Please reproduce every record, keeping each one exactly as written.

-- START OF Available records --

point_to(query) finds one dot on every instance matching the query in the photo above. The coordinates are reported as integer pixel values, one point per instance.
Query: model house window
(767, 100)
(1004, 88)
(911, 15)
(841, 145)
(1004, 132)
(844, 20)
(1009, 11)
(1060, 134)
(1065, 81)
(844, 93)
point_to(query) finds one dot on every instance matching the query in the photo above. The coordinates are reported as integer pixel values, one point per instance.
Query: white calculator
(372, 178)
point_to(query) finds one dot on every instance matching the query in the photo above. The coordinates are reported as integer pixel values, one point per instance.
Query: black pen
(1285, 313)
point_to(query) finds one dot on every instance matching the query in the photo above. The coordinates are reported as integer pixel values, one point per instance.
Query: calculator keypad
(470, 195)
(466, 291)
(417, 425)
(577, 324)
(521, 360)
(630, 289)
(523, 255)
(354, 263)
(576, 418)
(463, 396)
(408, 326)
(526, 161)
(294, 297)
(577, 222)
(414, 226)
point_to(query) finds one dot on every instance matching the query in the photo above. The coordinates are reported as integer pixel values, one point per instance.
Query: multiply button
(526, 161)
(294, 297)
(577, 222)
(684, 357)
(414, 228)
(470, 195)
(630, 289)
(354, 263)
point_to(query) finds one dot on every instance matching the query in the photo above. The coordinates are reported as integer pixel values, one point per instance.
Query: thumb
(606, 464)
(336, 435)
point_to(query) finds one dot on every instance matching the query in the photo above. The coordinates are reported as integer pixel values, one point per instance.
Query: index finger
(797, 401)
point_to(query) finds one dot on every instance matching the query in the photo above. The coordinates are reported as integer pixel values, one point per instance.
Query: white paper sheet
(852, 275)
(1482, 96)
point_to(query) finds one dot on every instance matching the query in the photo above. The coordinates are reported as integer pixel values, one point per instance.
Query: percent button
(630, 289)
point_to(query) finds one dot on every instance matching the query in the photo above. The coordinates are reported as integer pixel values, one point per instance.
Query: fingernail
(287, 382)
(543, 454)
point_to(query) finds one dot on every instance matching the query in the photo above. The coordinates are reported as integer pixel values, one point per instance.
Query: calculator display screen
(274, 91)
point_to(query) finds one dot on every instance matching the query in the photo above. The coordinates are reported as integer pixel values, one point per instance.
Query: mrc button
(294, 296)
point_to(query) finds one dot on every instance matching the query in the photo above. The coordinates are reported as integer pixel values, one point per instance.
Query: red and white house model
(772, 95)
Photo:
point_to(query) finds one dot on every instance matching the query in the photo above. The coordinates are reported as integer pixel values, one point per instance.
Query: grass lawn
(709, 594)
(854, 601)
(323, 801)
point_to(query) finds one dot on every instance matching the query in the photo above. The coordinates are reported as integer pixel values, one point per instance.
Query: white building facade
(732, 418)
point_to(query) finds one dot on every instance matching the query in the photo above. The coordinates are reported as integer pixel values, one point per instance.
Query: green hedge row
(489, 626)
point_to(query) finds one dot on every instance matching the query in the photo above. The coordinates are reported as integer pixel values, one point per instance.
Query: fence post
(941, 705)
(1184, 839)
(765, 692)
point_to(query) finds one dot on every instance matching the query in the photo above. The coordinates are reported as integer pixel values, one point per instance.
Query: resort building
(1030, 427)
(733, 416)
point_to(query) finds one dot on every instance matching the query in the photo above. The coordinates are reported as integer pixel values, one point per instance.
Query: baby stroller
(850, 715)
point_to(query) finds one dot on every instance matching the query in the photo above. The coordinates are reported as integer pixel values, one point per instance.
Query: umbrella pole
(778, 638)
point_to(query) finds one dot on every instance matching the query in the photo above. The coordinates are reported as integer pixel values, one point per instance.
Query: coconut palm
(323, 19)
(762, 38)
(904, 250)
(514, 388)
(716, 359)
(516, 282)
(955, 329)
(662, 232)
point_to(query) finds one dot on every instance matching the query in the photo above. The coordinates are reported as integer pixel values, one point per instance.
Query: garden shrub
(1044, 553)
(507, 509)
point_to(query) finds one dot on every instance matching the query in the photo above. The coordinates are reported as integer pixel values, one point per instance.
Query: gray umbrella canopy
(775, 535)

-- END OF Available records --

Exercise answer:
point_to(query) finds one dot on every instance matching the query in the photo above. The coordinates are reported as integer pixel values, one point per instance.
Query: model house window
(767, 100)
(1004, 88)
(911, 15)
(841, 145)
(1004, 132)
(844, 20)
(1009, 11)
(1060, 134)
(1065, 81)
(844, 93)
point_to(query) finds one dot on every instance matching the query in the photo above. The coordinates are reported as integer pixel values, one point per instance.
Query: white calculator
(372, 178)
point_to(query) finds one dot on every instance matching the query in the photo above. The coordinates are reported as integer pixel values, one point per instance.
Query: black pen
(1285, 313)
point_to(query) finds one dot on every instance matching the query in the photo above. The coordinates are reported as integer pixel values, one point per instance.
Query: calculator keypad
(470, 195)
(466, 291)
(417, 425)
(577, 324)
(521, 360)
(630, 289)
(523, 255)
(354, 263)
(576, 418)
(463, 396)
(408, 326)
(526, 161)
(294, 297)
(577, 222)
(414, 226)
point_to(query) finds one dot on every instance matching the query in the photo above. The coordinates are reported as integer pixel values, one point per instance.
Query: multiply button
(526, 161)
(294, 297)
(577, 222)
(684, 357)
(414, 228)
(470, 195)
(630, 289)
(354, 263)
point_to(query) finds one dot on every instance matching the query in the photo above. The coordinates are reported as integer pixel values, one point per instance.
Query: thumb
(606, 464)
(336, 435)
point_to(query) finds one dot on every instance matching the query in the photo above. The coordinates are reported as integer pixel values, one point per instance.
Query: index finger
(797, 401)
point_to(query) finds one dot on every instance matching the query in the photo above. The coordinates are reported as integer pixel values, one point per instance.
Query: white paper sheet
(852, 275)
(1482, 96)
point_to(query) finds one dot on every instance matching the query in the photo above. The coordinates are reported as integer pixel values, one point per instance.
Query: percent button
(630, 289)
point_to(query) finds one dot on every instance matching the query in the photo above. The coordinates are reported as integer pixel values, one point per instance.
Query: fingernail
(287, 382)
(543, 454)
point_to(query) finds one dot on every instance matching the query in the photo above. The coordinates are reported as integer pixel values, one point per instance.
Query: calculator display screen
(274, 91)
point_to(query) finds one dot on every instance matching the query in the photo above. The coordinates are reported as integer pixel values, one point per instance.
Query: mrc button
(294, 296)
point_to(query) finds one dot on every instance matching the query in the photo above. The coordinates are reported as integer pixel values, one point per instance.
Query: red and white house model
(772, 95)
Photo:
point_to(query) finds one dot on every instance matching the query in the photo above. The coordinates are reported as integer pixel values, one point per instance.
Query: grass lawn
(709, 594)
(854, 601)
(323, 801)
point_to(query) finds one dot on every instance matching the query in the photo above. The coordinates are reported as integer pixel values, one point per instance.
Query: white building facade
(732, 418)
point_to(query) finds one dot on every instance matching the query in the photo above. The coordinates are reported as integer pixel values, one point per instance.
Query: green hedge row
(489, 626)
point_to(query) finds one dot on every instance matching the query in the photo above. The coordinates are reported as integer pixel values, one point per instance.
Query: fence post
(941, 705)
(1184, 839)
(765, 692)
point_to(query) finds one dot on every instance matching the query in the photo above. The coordinates are reported as integer pixel values, one point per instance.
Query: resort building
(1030, 427)
(733, 416)
point_to(query) finds one dot on every instance matching the query in the photo above. The coordinates are reported as integer pixel values, one point per instance.
Query: baby stroller
(850, 715)
point_to(query) finds one dot on every instance matching the query in the photo above. The coordinates are reported as integer pixel values, one point per instance.
Query: umbrella pole
(778, 638)
point_to(query) finds one dot on every instance matching the query in the photo above. The coordinates are reported as integer pixel values, one point per instance.
Query: coconut palm
(323, 19)
(762, 38)
(904, 250)
(514, 388)
(716, 359)
(516, 282)
(955, 329)
(662, 232)
point_to(query) finds one dot on every instance matching the query in the photo above. The coordinates are reported as integer pixel values, one point per instance.
Query: garden shrub
(1044, 553)
(507, 509)
point_to(query) finds one dot on every instance matching the query in the photo above. The coordinates are reported as integer pixel values, one point per instance.
Query: gray umbrella canopy
(775, 535)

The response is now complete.